**DATASET EXCERPTS:**
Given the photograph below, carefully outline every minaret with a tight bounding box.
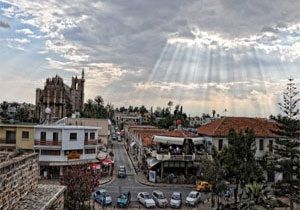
[80,68,85,109]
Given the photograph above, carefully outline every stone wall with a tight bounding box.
[0,153,39,210]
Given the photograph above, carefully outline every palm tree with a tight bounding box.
[167,101,173,113]
[239,182,277,210]
[94,96,104,107]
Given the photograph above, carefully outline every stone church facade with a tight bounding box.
[35,70,85,122]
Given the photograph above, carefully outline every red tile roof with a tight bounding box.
[161,129,198,138]
[135,129,167,147]
[197,117,278,138]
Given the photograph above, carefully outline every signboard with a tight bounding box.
[68,151,80,160]
[149,170,156,183]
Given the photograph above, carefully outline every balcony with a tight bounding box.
[35,140,62,146]
[0,139,16,145]
[84,139,101,145]
[152,150,211,161]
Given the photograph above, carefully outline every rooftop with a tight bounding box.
[14,184,66,210]
[197,117,278,138]
[161,129,198,138]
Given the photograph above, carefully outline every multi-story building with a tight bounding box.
[0,152,65,210]
[114,112,143,125]
[34,123,101,178]
[57,117,112,146]
[0,124,35,152]
[35,70,85,122]
[148,129,208,183]
[197,117,279,181]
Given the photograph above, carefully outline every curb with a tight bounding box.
[99,176,115,186]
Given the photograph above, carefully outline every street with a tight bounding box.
[95,141,210,209]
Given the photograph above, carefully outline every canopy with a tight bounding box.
[153,136,185,145]
[101,158,113,165]
[147,157,161,168]
[153,136,205,145]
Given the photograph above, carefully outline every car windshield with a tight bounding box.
[157,194,165,199]
[172,194,180,200]
[189,193,197,198]
[119,195,126,199]
[144,194,150,199]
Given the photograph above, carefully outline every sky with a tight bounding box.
[0,0,299,117]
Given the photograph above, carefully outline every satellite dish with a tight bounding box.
[45,107,51,114]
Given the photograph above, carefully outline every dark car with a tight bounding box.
[117,191,131,208]
[118,165,126,178]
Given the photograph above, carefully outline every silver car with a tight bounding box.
[152,190,168,208]
[137,192,156,208]
[170,192,182,208]
[185,191,201,206]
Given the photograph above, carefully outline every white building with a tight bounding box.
[34,124,101,178]
[197,117,280,182]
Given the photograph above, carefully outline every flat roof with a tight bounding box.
[35,125,99,130]
[13,184,66,210]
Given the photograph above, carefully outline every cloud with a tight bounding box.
[0,0,299,116]
[15,28,33,35]
[0,20,10,28]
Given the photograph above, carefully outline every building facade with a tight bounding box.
[58,117,112,146]
[0,152,65,210]
[35,70,85,122]
[0,124,35,152]
[197,117,280,182]
[34,124,100,178]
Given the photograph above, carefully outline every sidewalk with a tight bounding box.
[99,175,114,185]
[124,143,193,188]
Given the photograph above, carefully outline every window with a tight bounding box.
[218,139,223,151]
[40,132,46,141]
[269,140,273,152]
[53,132,59,141]
[41,150,60,156]
[70,133,77,141]
[22,131,29,139]
[6,131,16,143]
[90,132,95,140]
[85,149,96,154]
[85,133,89,141]
[64,150,83,155]
[259,139,264,151]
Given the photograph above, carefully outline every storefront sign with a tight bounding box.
[149,170,156,183]
[68,151,80,160]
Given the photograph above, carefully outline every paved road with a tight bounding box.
[95,141,210,208]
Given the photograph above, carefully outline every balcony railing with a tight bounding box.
[84,139,101,145]
[0,139,16,144]
[35,140,62,146]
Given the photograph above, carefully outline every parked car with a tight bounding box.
[118,165,126,178]
[170,192,182,208]
[152,190,168,208]
[185,191,201,206]
[117,191,131,208]
[137,192,156,208]
[93,189,112,206]
[196,181,212,192]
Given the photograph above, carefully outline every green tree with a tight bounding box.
[239,182,279,210]
[222,128,264,205]
[15,107,29,122]
[60,164,100,210]
[94,96,104,107]
[271,78,300,209]
[0,101,9,118]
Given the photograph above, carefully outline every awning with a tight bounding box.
[153,136,184,145]
[147,157,161,169]
[130,141,136,147]
[192,137,205,145]
[101,158,113,165]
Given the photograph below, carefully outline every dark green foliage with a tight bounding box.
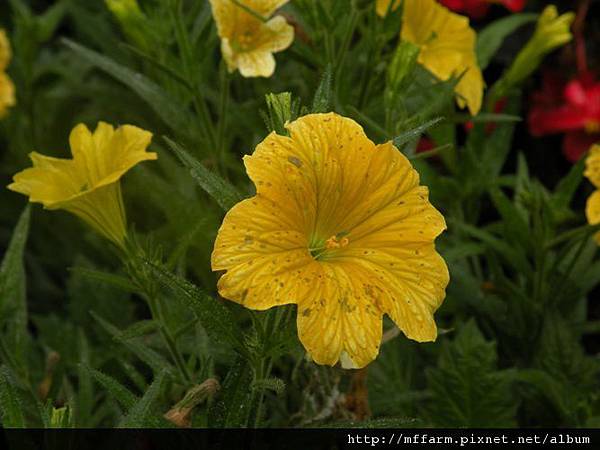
[0,0,598,430]
[425,321,518,427]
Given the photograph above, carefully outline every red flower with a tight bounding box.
[528,71,600,162]
[439,0,526,19]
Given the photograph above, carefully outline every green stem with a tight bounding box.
[217,64,231,172]
[147,293,192,383]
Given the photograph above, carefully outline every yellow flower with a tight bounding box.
[7,122,156,247]
[400,0,483,115]
[0,29,15,118]
[375,0,400,17]
[212,113,449,368]
[495,5,574,97]
[105,0,148,49]
[209,0,294,78]
[584,144,600,244]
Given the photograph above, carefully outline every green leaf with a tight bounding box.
[69,267,139,294]
[75,330,94,427]
[0,366,26,428]
[263,92,297,135]
[145,261,246,354]
[0,206,31,374]
[118,370,169,428]
[480,94,520,178]
[117,320,159,340]
[311,65,332,113]
[90,312,175,377]
[164,137,242,212]
[426,321,518,427]
[476,13,537,69]
[392,117,443,148]
[450,220,531,274]
[488,187,530,246]
[62,38,191,134]
[457,113,521,124]
[208,357,253,427]
[84,365,137,411]
[551,156,585,210]
[252,377,285,396]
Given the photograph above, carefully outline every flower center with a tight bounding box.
[309,232,350,260]
[325,235,349,249]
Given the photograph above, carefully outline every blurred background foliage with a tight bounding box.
[0,0,599,428]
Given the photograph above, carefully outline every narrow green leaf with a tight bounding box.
[164,137,242,212]
[450,220,531,274]
[480,94,520,178]
[90,312,175,377]
[252,378,285,396]
[488,187,530,246]
[62,38,191,133]
[145,261,246,354]
[552,156,585,210]
[0,366,26,428]
[69,267,139,294]
[117,320,159,340]
[476,13,537,69]
[119,370,168,428]
[0,206,31,374]
[75,330,93,427]
[392,117,443,148]
[208,357,253,427]
[311,65,332,113]
[452,113,522,124]
[83,365,137,411]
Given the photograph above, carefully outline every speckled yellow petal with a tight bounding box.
[584,144,600,189]
[401,0,483,115]
[212,194,315,309]
[586,190,600,245]
[296,262,383,368]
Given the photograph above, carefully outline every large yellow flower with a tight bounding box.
[209,0,294,78]
[8,122,156,247]
[0,29,15,118]
[212,113,449,368]
[584,144,600,244]
[400,0,483,115]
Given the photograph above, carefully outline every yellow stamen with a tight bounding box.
[325,235,349,249]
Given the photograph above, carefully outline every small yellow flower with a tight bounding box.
[584,144,600,244]
[209,0,294,78]
[496,5,573,98]
[400,0,483,115]
[105,0,148,49]
[0,29,16,118]
[212,113,449,369]
[7,122,156,247]
[375,0,400,17]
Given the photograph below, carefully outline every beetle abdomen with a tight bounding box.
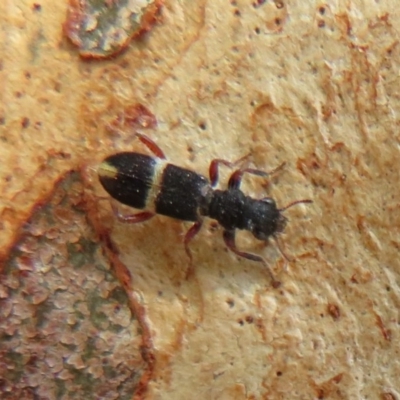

**WHAT IS REQUIRED:** Without copying any picture, write out the entries exactly.

**WRITTEN ANSWER:**
Given the photograph below, carefully outline every minaret with a tight bounding box.
[80,68,85,109]
Given the photograph above, carefully outline every stone wall with a tight bounding box.
[0,153,39,210]
Given the photograph above, carefully outline every palm tree with a tight bounding box.
[167,101,173,113]
[239,182,277,210]
[94,96,104,107]
Given the photograph above, carefully outline every stone church facade with a tight bounding box.
[35,70,85,122]
Given the photograph above, carefully outline every red tile roof with a tight bounding box.
[161,129,198,138]
[135,129,167,147]
[197,117,278,138]
Given the photograph above, carefully outline every signboard with a tight bounding box.
[68,151,80,160]
[149,170,156,183]
Given the photograph above, carefully outline every balcony with a tight bounding box.
[35,140,62,146]
[0,139,16,145]
[84,139,101,145]
[152,150,211,161]
Given the photograph above, carefully outline every rooftop with a tight bounding box.
[14,184,66,210]
[197,117,278,138]
[161,129,198,138]
Given the photograph above, carefully outline every multi-story building with a tight bounding box.
[0,152,65,210]
[114,112,143,125]
[34,123,101,178]
[57,117,112,146]
[0,124,35,152]
[35,70,85,122]
[148,129,208,183]
[197,117,279,181]
Given the photograph above, carefully outline every curb with a tight bounding box.
[99,176,115,186]
Given the photograph above, carefully outline every street with a tight bounding box.
[95,141,210,209]
Given the photograph above, carefully outline every canopy with a tight bounding box.
[153,136,185,145]
[101,158,113,165]
[147,157,161,168]
[153,136,205,145]
Given the photograph above, carefully outline every car windshield with a tight bounding box.
[157,194,165,199]
[172,194,180,200]
[189,193,197,198]
[119,195,126,199]
[144,194,150,199]
Given the photograph above, carefully outline every sky with a tight bounding box.
[0,0,299,117]
Given the photograph above, carefully outline every satellite dish with a tight bounding box.
[45,107,51,114]
Given the photograph above, carefully outline every dark car with a tight bounding box.
[117,191,131,208]
[118,165,126,178]
Given the photograph above, carefully outline every silver car with a tight bounding box.
[152,190,168,208]
[137,192,156,208]
[170,192,182,208]
[185,191,201,206]
Given the photograph above, carefully outline every white building with a tight bounding box.
[34,124,101,178]
[197,117,280,182]
Given the photograph above, carefully outline every flat roof with a tight bounding box.
[35,125,99,130]
[13,184,66,210]
Given the photograph above, carefully outline every cloud with a tight bounding box.
[0,0,299,116]
[15,28,33,35]
[0,20,10,28]
Given the photograph above, carefully outline every building facade with a tight bounding box.
[58,117,112,146]
[0,152,65,210]
[35,70,85,122]
[0,124,35,152]
[197,117,280,182]
[34,124,100,178]
Given the photograph above, carefully outline every sidewalk with a tight bounding box.
[99,175,114,185]
[124,143,193,188]
Given the photograph above, carefully outline every window with a tight bounding box.
[218,139,223,151]
[40,132,46,141]
[269,140,273,152]
[53,132,59,141]
[41,150,60,156]
[70,133,77,141]
[22,131,29,139]
[6,131,16,143]
[90,132,95,140]
[85,149,96,154]
[85,133,89,141]
[64,150,83,155]
[259,139,264,151]
Given the photograph above, carefully outline every storefront sign with a tight bounding box.
[149,170,156,183]
[68,151,80,160]
Given the photograph above, carefully outline every paved road with a tight bounding box.
[95,141,210,208]
Given the photograph above, carefully outline every balcony railing with a tight bounding box.
[84,139,101,145]
[0,139,16,144]
[35,140,62,146]
Given the photograph above, carefully outline every parked car with a tight bounding box.
[118,165,126,178]
[170,192,182,208]
[152,190,168,208]
[185,191,201,206]
[117,191,131,208]
[137,192,156,208]
[93,189,112,206]
[196,181,212,192]
Given the photograph above, carefully outline every green tree with a tight bounding box.
[239,182,279,210]
[222,128,264,205]
[15,107,29,122]
[60,164,100,210]
[94,96,104,107]
[271,78,300,209]
[0,101,9,118]
Given the photograph above, carefully outline every awning with a tight bounding box.
[153,136,184,145]
[147,157,161,169]
[130,141,136,147]
[192,137,205,145]
[101,158,113,165]
Given the photograph below, carefully outline every dark green foliage with a tight bounding box.
[0,0,598,430]
[425,321,518,427]
Given the photograph above, carefully outline every red flower with a tight bounding box.
[528,71,600,162]
[439,0,526,19]
Given the photograph above, carefully outline every green stem with a tight bounding box.
[217,64,231,172]
[147,293,192,383]
Given the photograph above, carefully outline every yellow flower with a tight bounding box.
[7,122,156,247]
[400,0,483,115]
[0,29,15,118]
[375,0,400,17]
[212,113,449,368]
[495,5,574,97]
[105,0,148,49]
[209,0,294,78]
[584,144,600,244]
Given the photograph above, carefully outline every green leaf with a tight bounding box.
[69,267,139,294]
[75,330,94,427]
[0,366,26,428]
[263,92,297,135]
[145,261,246,354]
[0,206,31,374]
[118,370,169,428]
[480,94,520,178]
[117,320,159,340]
[311,65,332,113]
[90,312,175,377]
[164,137,242,212]
[426,321,518,427]
[476,13,537,69]
[392,117,443,148]
[450,220,531,274]
[488,187,530,246]
[62,38,191,134]
[457,113,521,124]
[208,357,253,427]
[84,365,137,411]
[551,156,585,210]
[252,377,285,396]
Given the photograph above, carefully outline every flower center with a tight bounding box.
[309,232,350,260]
[325,235,349,249]
Given the photograph above, carefully outline every blurred background foliage with a tight bounding box.
[0,0,599,428]
Given the photograph above, carefully outline every narrow green leaf with a tight bounding box.
[164,137,242,212]
[450,220,531,274]
[480,94,520,178]
[90,312,175,377]
[252,378,285,396]
[488,187,530,246]
[62,38,191,133]
[145,261,246,354]
[552,156,585,210]
[0,366,26,428]
[69,267,139,294]
[117,320,159,340]
[476,13,537,69]
[119,370,168,428]
[0,206,31,374]
[75,330,93,427]
[392,117,443,148]
[208,357,253,427]
[311,65,332,113]
[452,113,522,124]
[83,365,137,411]
Given the photograph above, carefully outline every speckled yellow petal with a tight bounding box.
[584,144,600,189]
[401,0,483,115]
[212,194,315,309]
[586,190,600,245]
[296,262,383,368]
Given the photograph above, carefully outline every large yellow flower with a tight bounding box.
[209,0,294,78]
[8,122,156,247]
[0,29,15,118]
[212,113,449,368]
[584,144,600,244]
[400,0,483,115]
Given the photograph above, carefully outline every yellow stamen with a tight bounding box.
[325,235,349,249]
Given the photograph above, carefully outline every small yellow flower with a tight bounding box.
[584,144,600,244]
[209,0,294,78]
[496,5,573,98]
[400,0,483,115]
[105,0,148,49]
[0,29,16,118]
[212,113,449,369]
[7,122,156,247]
[375,0,400,17]
Given the photograph below, carefully outline every beetle abdomen with a tight bounding box.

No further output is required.